What the exercise asks |
The lines to find are those in the entries that hold the word "small"; copy every one of them.

Point localization data
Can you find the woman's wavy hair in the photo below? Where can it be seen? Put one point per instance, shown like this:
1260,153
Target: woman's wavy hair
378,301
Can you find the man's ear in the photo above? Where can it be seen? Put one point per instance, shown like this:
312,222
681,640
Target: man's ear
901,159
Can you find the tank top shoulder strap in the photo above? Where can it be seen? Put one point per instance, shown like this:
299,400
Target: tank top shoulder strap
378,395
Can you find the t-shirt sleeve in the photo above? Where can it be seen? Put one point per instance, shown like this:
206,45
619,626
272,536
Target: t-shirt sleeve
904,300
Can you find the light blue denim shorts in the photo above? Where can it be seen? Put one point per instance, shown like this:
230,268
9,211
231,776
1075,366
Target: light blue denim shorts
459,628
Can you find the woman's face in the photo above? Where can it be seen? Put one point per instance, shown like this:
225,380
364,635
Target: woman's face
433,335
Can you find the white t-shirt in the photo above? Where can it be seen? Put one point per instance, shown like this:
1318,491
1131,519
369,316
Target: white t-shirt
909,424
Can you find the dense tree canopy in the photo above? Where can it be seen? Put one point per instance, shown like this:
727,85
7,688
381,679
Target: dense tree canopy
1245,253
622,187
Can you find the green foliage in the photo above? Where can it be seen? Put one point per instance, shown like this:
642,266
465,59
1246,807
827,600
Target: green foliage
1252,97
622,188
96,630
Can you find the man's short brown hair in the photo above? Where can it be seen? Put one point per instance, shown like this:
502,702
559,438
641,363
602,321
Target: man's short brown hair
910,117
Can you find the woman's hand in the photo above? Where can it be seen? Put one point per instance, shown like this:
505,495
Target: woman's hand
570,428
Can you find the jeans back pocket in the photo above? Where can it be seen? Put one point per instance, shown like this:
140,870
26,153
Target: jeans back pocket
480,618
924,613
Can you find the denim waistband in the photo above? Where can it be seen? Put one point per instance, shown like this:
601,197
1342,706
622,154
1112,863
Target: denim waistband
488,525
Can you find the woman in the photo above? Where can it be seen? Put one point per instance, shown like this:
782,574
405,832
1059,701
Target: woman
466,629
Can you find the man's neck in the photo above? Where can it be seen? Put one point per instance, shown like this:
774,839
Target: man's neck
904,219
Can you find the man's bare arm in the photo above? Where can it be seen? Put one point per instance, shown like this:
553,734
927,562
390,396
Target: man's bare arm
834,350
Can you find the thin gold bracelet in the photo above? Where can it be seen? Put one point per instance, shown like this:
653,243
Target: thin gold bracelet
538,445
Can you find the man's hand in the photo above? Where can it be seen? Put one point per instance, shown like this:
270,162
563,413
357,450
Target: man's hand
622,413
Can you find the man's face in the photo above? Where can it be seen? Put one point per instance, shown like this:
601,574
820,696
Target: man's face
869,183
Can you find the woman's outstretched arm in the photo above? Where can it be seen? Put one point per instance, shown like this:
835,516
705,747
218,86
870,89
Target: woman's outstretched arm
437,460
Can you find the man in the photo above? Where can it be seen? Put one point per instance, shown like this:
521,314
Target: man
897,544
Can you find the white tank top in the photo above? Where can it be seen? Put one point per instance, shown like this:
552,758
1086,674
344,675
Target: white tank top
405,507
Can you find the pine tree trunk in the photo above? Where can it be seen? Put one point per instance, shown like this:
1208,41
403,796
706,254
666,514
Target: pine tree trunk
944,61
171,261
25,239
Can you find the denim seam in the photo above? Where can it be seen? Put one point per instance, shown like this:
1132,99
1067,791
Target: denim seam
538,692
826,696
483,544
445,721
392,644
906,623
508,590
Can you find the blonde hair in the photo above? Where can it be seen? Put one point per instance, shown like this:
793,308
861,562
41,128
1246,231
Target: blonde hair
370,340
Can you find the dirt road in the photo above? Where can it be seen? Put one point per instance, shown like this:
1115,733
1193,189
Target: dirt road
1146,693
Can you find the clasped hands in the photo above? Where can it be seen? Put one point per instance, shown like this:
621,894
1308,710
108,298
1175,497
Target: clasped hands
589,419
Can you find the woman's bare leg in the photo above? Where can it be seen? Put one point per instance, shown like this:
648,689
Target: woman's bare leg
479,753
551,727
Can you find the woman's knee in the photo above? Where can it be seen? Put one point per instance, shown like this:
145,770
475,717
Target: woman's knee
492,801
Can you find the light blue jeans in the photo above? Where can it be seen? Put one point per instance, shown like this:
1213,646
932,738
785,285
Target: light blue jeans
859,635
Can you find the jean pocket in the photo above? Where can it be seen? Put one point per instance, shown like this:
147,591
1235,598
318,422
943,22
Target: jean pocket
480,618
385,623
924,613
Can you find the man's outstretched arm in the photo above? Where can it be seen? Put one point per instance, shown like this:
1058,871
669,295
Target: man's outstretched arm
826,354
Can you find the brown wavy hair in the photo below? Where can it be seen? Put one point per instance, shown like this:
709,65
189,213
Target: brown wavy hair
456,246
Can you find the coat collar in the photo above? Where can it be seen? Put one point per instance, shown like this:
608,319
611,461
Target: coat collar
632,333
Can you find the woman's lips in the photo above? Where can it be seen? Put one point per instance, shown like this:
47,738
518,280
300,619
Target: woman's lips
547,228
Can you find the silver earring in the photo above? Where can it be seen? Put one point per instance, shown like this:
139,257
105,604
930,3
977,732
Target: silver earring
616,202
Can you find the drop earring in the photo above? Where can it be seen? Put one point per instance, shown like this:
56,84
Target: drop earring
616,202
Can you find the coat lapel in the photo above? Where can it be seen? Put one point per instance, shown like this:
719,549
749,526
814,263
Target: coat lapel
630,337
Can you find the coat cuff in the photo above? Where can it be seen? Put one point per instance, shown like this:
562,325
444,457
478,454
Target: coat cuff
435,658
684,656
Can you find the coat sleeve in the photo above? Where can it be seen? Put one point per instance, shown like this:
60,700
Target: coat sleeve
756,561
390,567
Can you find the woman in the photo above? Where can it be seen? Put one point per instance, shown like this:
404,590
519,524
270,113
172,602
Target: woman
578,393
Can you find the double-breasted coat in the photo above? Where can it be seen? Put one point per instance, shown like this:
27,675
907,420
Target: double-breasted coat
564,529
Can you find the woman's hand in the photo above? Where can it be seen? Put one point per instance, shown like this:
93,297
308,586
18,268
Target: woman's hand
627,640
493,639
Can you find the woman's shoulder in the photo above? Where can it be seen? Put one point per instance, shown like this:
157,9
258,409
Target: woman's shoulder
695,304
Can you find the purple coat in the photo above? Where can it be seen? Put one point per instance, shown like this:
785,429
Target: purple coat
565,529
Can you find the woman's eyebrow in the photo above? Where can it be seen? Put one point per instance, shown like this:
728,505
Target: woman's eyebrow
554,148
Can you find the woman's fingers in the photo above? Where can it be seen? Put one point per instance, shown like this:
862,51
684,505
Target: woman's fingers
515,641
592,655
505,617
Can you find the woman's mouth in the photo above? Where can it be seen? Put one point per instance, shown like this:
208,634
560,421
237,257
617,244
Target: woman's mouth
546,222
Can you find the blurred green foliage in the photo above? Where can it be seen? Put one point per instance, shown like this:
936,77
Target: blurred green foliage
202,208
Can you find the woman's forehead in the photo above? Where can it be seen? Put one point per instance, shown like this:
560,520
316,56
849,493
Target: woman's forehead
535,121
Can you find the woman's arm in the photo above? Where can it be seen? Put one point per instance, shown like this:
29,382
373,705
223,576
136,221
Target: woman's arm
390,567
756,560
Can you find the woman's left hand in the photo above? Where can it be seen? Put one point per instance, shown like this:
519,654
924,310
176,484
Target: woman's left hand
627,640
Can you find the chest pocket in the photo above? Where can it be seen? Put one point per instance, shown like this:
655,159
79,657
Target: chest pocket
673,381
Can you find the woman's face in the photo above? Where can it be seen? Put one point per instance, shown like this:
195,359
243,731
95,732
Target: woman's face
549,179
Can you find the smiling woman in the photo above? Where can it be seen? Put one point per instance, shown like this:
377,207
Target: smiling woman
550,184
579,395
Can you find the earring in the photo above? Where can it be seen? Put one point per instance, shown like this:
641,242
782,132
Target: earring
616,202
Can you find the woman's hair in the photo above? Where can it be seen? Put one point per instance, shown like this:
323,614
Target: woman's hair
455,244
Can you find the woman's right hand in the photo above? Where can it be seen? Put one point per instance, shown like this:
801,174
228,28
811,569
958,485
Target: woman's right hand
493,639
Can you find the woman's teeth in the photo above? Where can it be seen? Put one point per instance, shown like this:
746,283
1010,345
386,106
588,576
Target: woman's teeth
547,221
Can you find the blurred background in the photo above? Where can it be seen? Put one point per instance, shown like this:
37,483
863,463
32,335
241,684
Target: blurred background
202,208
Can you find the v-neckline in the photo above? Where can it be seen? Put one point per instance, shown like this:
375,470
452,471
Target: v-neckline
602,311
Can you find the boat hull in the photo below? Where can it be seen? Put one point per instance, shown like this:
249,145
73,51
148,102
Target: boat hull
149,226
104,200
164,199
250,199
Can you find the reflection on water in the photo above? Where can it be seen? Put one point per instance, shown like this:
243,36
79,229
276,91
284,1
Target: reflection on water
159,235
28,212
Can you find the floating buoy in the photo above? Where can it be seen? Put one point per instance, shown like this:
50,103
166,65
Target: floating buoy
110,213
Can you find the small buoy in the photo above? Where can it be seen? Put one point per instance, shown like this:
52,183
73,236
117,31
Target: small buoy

Task output |
Can you find the small buoy in the photo above? Where can it be seen? Put one point per instance, shown like this:
Target: small buoy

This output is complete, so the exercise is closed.